___ SOURCE PASSAGE ___
Monday, November 29, 2010

Art


My friend Drew (aka agolaski as in the above distinctively printed signature), here with his close friend Patti, poses in a photo booth.  Later he dolled-up one of the set of four portraits with color and gave it to me.  Drew's head bursts with great ideas and originality and quests for perfection --  which, in my opinion, he usually achieves.  I'd be envious except that sometimes he shares something perfect with me.  I remember one time sitting across a table from him as he was printing a postcard in his beautiful style.  For perfection's sake he was proceeding painstakingly slowly.  Towards the end he made a teensy mistake.  He tore the card into small pieces and started anew.

Monday, November 22, 2010

Pies


Time to make grocery list of things needed to bake Thanksgiving pies.  Summer before last I made the above pie for my friend Jane Shields who picked the blueberries for it ... and I customized it with the initials JS in the crust.  When I'm done thinking about pies I'll think of staying up an hour past my bedtime to watch the PBS special on John Lennon in New York. 

Friday, November 19, 2010

Party at Work for Veterans

For Veterans who are employees of the park and Veterans who are relatives of park employees; delicious home-made apple pie, cider, and coffee, and applause.  Great collection of pictures of guys from peacetime, WWI, WWI, Korean War, and Iraq.  Mrs. Roderick's pie was so delicious that I had four pieces.  Fun gathering!   (Click on image below to read article.)



Below, all veterans at the party.


Below, currently employed veterans (not all could attend).

Monday, November 15, 2010

New Treasures

Today a packet came in the mail; Karen Kukil, with whom I shared my photos of the induction of Sylvia Plath into The Poets' Corner, and who is Associate Curator at the Mortimer Rare Book Room at Smith College, gifted me with the handsomely bound (handsome inadequately describes it) and exquisitely printed catalog of an excellent exhibition I attended in 2005 at The Grolier Society in New York City; this exhibition, called "No Other Appetite - Sylvia Plath, Ted Hughes, and the Blood Jet of Poetry" consisted of documents, photographs, and other items, including a Royal manual typewriter which Plath had owned.  Seeing these things was, as my Irish friends say, grand.

(As I looked at the poster advertising the exhibit on the way out, it occurred to me that vastly much more had been delivered than I'd expected ... I'd already seen so much Plathiana -- most thrills had been experienced.  Wrong.  This exhibit was beyond beyond.

And then, as I stepped out onto East 60th, thinking of posters, and drenched as I am in pop culture, I thought of John Lennon's lyrics for "Being for the Benefit of Mr. Kite" -- lyrics whose inspiration was a vintage poster advertising a circus; excitement upon excitement was promised by the poster, and promised, too, in the lyrical-genius's lyrics: "The Hendersons will all be there/Late of Pablo Fanque's fair/What a scene!"  I improvised: "The manuscripts will all be there/And photos of her favorite chair/What a dream!")


Also in the packet: four cards with envelopes; on the card's front: a quote from Plath's journals and a picture of Plath.
___ PROVIDED MATERIAL ___
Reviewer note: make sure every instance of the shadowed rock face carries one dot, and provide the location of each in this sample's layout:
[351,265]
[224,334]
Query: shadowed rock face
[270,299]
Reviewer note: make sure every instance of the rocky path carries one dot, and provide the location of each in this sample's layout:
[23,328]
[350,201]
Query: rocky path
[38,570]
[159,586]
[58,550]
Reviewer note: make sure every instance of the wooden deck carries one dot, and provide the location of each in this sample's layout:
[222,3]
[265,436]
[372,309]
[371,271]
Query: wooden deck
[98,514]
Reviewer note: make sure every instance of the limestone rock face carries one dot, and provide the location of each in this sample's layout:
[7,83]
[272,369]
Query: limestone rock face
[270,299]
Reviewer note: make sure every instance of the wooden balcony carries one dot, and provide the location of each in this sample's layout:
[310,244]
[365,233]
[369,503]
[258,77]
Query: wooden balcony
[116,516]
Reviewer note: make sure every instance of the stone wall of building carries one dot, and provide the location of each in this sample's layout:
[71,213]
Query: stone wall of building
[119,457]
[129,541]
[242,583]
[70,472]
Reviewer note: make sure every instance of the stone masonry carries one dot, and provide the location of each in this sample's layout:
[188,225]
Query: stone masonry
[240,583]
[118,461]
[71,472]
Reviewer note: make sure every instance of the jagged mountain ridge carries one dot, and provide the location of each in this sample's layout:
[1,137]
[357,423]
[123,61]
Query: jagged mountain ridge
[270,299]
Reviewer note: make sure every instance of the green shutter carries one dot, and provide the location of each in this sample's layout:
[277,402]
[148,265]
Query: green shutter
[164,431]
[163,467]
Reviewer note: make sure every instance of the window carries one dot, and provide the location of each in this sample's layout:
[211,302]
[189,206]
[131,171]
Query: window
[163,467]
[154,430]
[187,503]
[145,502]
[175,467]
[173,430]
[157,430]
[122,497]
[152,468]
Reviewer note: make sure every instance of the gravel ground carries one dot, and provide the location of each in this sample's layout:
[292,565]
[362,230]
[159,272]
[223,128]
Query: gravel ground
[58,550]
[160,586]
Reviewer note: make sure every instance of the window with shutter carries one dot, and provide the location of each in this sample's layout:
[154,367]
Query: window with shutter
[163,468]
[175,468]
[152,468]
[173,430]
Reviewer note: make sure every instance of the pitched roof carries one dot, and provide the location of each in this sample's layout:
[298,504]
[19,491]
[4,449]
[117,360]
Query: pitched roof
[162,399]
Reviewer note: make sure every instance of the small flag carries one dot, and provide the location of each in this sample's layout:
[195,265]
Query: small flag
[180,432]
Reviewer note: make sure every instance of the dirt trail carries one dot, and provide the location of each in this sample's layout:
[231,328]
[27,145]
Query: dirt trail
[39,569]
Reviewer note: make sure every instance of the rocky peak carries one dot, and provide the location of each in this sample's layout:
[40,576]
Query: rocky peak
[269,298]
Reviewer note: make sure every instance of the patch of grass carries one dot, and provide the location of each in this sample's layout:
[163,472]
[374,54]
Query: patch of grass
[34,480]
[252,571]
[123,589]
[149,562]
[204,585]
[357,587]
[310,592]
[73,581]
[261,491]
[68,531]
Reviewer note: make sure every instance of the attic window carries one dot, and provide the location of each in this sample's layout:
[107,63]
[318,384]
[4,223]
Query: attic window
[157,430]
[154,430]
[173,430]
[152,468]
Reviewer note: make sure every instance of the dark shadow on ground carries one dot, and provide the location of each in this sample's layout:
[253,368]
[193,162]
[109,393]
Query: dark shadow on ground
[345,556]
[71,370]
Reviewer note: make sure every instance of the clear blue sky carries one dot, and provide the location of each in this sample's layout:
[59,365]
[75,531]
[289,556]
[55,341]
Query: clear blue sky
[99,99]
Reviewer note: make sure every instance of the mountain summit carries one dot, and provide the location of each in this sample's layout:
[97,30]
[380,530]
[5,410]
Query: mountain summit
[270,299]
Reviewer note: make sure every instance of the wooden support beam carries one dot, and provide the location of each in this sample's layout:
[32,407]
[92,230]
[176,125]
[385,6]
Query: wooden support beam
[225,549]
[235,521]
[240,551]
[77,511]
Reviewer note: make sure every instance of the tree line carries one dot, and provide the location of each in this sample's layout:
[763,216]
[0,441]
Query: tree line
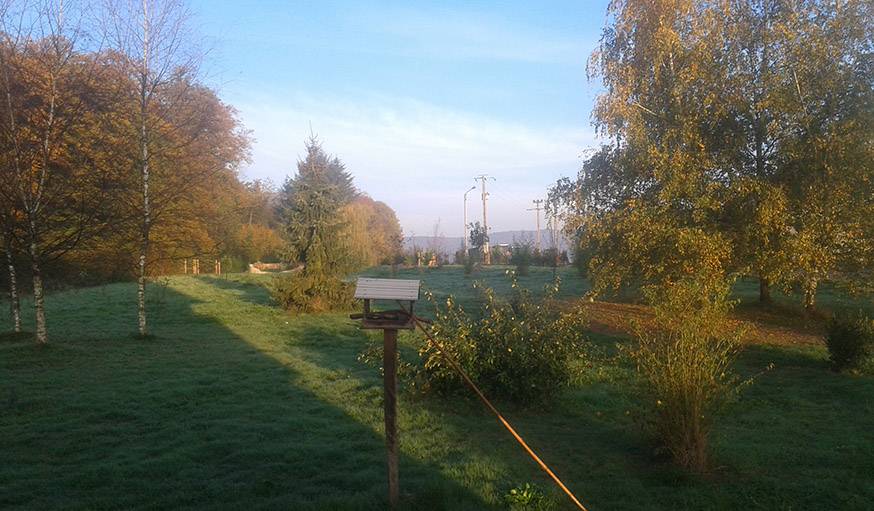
[738,143]
[118,162]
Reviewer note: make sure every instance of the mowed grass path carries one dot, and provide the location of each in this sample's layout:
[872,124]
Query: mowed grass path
[237,404]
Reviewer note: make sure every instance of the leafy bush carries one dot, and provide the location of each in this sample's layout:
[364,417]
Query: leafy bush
[850,341]
[684,356]
[522,257]
[527,496]
[517,349]
[311,292]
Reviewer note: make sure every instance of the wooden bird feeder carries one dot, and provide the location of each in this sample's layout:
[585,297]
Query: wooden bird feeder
[404,293]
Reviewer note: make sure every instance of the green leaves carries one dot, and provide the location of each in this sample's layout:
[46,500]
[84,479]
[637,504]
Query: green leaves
[518,349]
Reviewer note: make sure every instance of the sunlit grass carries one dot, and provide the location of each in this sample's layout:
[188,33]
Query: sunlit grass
[235,403]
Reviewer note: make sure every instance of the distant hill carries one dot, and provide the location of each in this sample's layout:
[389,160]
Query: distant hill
[449,244]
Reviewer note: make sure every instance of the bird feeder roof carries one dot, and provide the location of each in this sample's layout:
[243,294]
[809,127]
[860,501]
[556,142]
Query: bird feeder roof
[387,289]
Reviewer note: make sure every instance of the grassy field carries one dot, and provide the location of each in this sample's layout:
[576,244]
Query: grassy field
[236,404]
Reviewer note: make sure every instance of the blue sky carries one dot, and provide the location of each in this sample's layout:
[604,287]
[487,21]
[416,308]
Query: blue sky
[416,98]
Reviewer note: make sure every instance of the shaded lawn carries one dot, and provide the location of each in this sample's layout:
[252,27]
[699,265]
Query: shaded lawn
[235,403]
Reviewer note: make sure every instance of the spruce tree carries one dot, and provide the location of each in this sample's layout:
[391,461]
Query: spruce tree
[310,206]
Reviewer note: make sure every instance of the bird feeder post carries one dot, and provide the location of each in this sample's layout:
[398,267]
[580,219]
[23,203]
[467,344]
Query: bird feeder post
[390,407]
[389,322]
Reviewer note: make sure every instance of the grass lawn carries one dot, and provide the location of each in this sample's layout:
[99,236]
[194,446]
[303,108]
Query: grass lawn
[236,404]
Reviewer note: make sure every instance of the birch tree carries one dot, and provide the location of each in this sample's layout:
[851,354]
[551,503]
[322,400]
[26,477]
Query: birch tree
[153,40]
[52,183]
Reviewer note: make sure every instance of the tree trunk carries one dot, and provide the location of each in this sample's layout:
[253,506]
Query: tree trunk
[42,337]
[764,290]
[14,301]
[144,241]
[810,295]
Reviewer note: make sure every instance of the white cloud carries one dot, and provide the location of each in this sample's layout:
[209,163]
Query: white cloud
[450,34]
[417,157]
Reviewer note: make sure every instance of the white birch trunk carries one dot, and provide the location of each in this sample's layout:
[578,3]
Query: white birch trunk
[14,300]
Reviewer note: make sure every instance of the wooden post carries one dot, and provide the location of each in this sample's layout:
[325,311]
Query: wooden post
[390,384]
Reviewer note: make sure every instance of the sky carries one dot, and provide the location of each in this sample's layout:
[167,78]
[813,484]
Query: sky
[416,98]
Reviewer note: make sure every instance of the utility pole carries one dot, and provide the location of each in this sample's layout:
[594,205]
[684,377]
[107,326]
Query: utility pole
[487,255]
[464,231]
[536,209]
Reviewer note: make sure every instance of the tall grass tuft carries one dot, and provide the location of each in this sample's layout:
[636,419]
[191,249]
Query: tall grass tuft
[684,357]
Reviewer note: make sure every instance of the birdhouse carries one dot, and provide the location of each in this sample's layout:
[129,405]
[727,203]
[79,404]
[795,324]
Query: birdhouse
[402,292]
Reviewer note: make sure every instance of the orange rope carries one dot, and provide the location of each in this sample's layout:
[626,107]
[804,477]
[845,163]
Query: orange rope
[495,411]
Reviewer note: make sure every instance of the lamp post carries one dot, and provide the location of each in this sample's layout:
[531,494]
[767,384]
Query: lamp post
[464,231]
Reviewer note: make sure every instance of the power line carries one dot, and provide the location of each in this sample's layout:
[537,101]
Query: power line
[537,208]
[482,178]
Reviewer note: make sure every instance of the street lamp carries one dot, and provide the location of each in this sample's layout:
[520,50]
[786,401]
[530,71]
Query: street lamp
[464,231]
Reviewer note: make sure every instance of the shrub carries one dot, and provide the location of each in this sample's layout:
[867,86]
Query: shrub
[471,263]
[311,292]
[527,496]
[850,341]
[684,356]
[522,257]
[517,349]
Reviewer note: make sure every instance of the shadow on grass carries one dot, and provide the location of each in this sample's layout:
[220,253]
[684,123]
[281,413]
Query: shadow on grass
[241,287]
[196,417]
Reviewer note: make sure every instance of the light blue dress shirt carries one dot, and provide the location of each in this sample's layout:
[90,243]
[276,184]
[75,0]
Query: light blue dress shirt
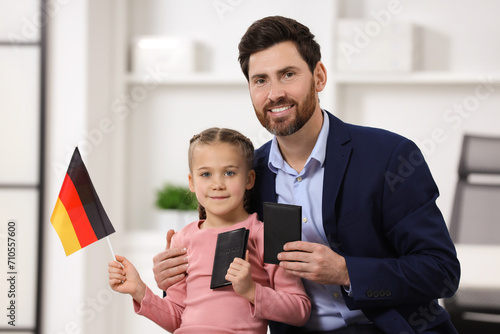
___
* SET TASK
Revise the blog posts from "For Veterans who" through "all could attend).", putting "lemonade" in place of "cider".

* THE OUTPUT
For Veterans who are employees of the park and Veterans who are relatives of park employees; delicious home-made apple pie, lemonade, and coffee, and applause.  Great collection of pictures of guys from peacetime, WWI, WWI, Korean War, and Iraq.  Mrs. Roderick's pie was so delicious that I had four pieces.  Fun gathering!   (Click on image below to read article.)



Below, all veterans at the party.


Below, currently employed veterans (not all could attend).